Morris also wants to explore how design technologies can solve current and future flooding crises. “What is the sewer of the future? Could amphibious cars make us more comfortable in living with water? What could make life livable for a long period of time?” she asks. “In the dystopia of flood risk, there’s real opportunity for innovation.” 

De Nichols. Photo courtesy of Harvard GSD

De Nichols

Social Impact Design Principal, Civic Creatives, St. Louis

A 31-year-old powerhouse with both a design BFA and a masters of social work from Washington University in St. Louis, De Nichols says her upbringing in deeply segregated, rural Mississippi spurred her to be “very good at connecting dots that seem like they should not be connected. I was oriented to really hate segregation and separation of people, so I’m always mixing and merging things.”

A recent example: The winning plans Nichols and her colleagues entered for St. Louis’ Chouteau Greenway Design Competition, which will create a new greenway connecting the city’s Forest Park to the Gateway Arch. “Part of what set us apart was that instead of building it east-west, we decided to also go north-south, to bridge and create a connector between these two parts of the city that have historically been separated,” Nichols says. “It’s bold and risky. But we’re determined to with community leaders to really see how we can make this happen.”

Nichols’ firm Civic Creatives grew out of a design nonprofit she started while in grad school, creating what she calls “whimsical, human-centered design” to address problems of food access, racial, economic and social divisions.

*Source data*
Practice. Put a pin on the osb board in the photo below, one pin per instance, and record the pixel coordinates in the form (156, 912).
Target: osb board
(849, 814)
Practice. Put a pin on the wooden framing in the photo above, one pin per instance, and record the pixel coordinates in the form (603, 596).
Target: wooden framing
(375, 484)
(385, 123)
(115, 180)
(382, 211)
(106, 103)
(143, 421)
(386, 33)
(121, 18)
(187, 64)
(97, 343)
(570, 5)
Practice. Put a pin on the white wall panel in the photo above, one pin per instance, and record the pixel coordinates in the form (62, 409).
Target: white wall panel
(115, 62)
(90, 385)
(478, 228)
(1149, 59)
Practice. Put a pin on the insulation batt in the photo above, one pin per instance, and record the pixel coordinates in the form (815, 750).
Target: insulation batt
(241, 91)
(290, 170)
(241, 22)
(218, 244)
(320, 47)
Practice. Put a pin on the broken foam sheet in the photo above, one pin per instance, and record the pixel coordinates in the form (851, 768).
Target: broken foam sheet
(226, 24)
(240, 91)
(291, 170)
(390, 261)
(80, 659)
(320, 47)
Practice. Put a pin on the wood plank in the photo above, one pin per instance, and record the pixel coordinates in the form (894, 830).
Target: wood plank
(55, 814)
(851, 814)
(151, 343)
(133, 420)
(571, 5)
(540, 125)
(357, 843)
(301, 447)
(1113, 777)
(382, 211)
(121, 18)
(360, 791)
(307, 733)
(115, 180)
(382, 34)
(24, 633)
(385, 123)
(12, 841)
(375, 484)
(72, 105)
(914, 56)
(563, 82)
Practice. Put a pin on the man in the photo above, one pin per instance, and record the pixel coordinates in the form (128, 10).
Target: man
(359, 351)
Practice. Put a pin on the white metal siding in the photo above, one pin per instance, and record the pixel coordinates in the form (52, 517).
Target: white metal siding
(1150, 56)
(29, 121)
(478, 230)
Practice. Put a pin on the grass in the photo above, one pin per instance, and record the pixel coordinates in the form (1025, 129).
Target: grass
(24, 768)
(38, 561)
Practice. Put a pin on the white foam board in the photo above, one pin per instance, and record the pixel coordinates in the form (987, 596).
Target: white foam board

*Exercise*
Answer these questions about the text on designers:
(a) Where was De Nichols raised?
(b) What two places will the Chouteau Greenway connect?
(c) What did Civic Creatives grow out of?
The records aren't needed here.

*Response to the task*
(a) Deeply segregated, rural Mississippi.
(b) Forest Park and the Gateway Arch.
(c) A design nonprofit Nichols started while in grad school.